TEXT SECTION -
BEGIN
Lubbock Police Department
916 Texas Ave.
Lubbock, TX 79401

Goodbye To Admired K9 Officer
His handler, officer Kody Nesbitt, described him as a great blend of protection and friendliness. Pyro worked hard
apprehending criminals and searching Texas Tech football games for explosives. What he truly loved was wowing crowds
with his "police dog" demonstrations. He was so skilled, he followed hand signals instead of verbal commands.
Officer Nesbitt's late father was also an LPD K9 handler and now gets to work with Pyro. Pyro was a
 Belgian Malinois (pronounced like Illinois) and was born in March of 2004. Pyro was selected by the
Lubbock Police Department around 2006 from Hill Country Dog Center near San Antonio and was initially
handled by Sergeant Dennis Kelley.

Sgt. Kelley retired in 2007 and I was selected to join the K9 unit at that time and was informed I would be going to
handler school with Pyro. Pyro was selected as a dual purpose patrol dog and explosives detection dog. During my
training we learned how to search for explosives on vehicles, in building, open areas and even clearing roadways
looking for explosives. Pyro and I also learned how to use his superior nose and skills to clear a building looking
 for hidden suspects, systematically search an area for criminals hiding from officers, how to send him into vehicles
 for dangerous and uncooperative suspects, criminal apprehension and handler protection among other disciplines.


One thing that Pyro and I both loved to do was obedience. We worked on it every day that we were on patrol. It is
something that Pyro had a lot of previous training in and I enjoyed so much that I took that and kept up what
he had and expanded his skills. I taught Pyro tactical obedience and even how to watch for hand signals for him
 to sit, down, come back to me and bark all without any verbal commands. Pyro was a very slender, agile, athletic
 and FAST dog. Pyro did not bite overly hard (I know because before I was his handler I decoyed for him plenty and
even though it was tolerable in the bite suit, anyone that he apprehended without it certainly complied),
but whenever he had the decoy in his sights, he was on them in an instant!


During Pyro’s time here at he Lubbock Police department we competed in several police games and other police K9
competitions. Pyro almost always won a medal in whatever competition we competed in, whether it was obedience,
 detection or patrol. As much as I would love to say it was all the handler, I know better. Most of the time it was
me trying to get out of the way and to make sure that I did not do something to interrupt him during whatever task
we were performing. One thing that can be said for police K9’s, and Pyro is certainly no different, is that everyday,
they are truly excited to go to work.


I never walked out in uniform to go to work that Pyro did not start jumping around, panting and pacing, ready to go
 get in the vehicle. In fact, when I started working off duty jobs as my career progressed, Pyro would see me in
 uniform from his kennel and he would begin panting and pacing ready to go and when I would not get him he would
bark as if to say “Hey, you are forgetting me!” Like all police officers, each police K9 has their own personality and
Pyro was certainly no different. He had a great blend of protection and friendliness.


During Pyro’s career from 2006 until 2012, Pyro performed numerous tasks to help keep Lubbock, it’s citizens and it’s
 officers, safe. Pyro searched nearly every home Texas Tech Football game for explosives to ensure it was safe for
 the thousands and thousands of fans that would flock to Jones Stadium to root for the home town Red Raiders.
END
STUDY QUESTIONS -
**a)** Retype the passage about the police dog Pyro from "I never walked" up to and including "town Red Raiders.".
**b)** In the passage about the police dog Pyro, where did the Lubbock Police Department select Pyro from?

INFORMATION PROVIDED -
BEGIN
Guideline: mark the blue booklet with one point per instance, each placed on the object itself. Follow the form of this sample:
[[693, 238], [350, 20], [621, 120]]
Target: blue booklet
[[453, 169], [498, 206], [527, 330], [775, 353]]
END
OUTPUTS FOR THE TASKS -
**a)**
I never walked out in uniform to go to work that Pyro did not start jumping around, panting and pacing, ready to go
 get in the vehicle. In fact, when I started working off duty jobs as my career progressed, Pyro would see me in
 uniform from his kennel and he would begin panting and pacing ready to go and when I would not get him he would
bark as if to say “Hey, you are forgetting me!” Like all police officers, each police K9 has their own personality and
Pyro was certainly no different. He had a great blend of protection and friendliness.


During Pyro’s career from 2006 until 2012, Pyro performed numerous tasks to help keep Lubbock, it’s citizens and it’s
 officers, safe. Pyro searched nearly every home Texas Tech Football game for explosives to ensure it was safe for
 the thousands and thousands of fans that would flock to Jones Stadium to root for the home town Red Raiders.

**b)** Hill Country Dog Center near San Antonio.